— REQUIRED WORK —
From the entries below, retype only the lines from the one with "Target: skyscraper" through the one with "the skyscraper, written", exactly as written.

— INPUT DATA —
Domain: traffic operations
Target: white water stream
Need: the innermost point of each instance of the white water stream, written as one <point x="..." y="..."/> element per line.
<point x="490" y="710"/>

...

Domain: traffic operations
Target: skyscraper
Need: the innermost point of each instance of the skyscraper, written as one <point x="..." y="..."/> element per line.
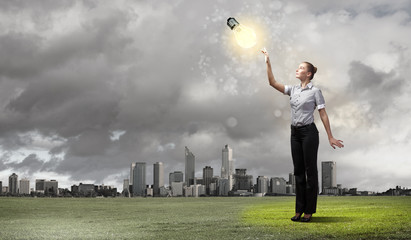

— TASK SOLUTION —
Target: skyscraper
Need: the innermost point of each instance of the skyscraper, written as one <point x="..." y="..."/> element per line.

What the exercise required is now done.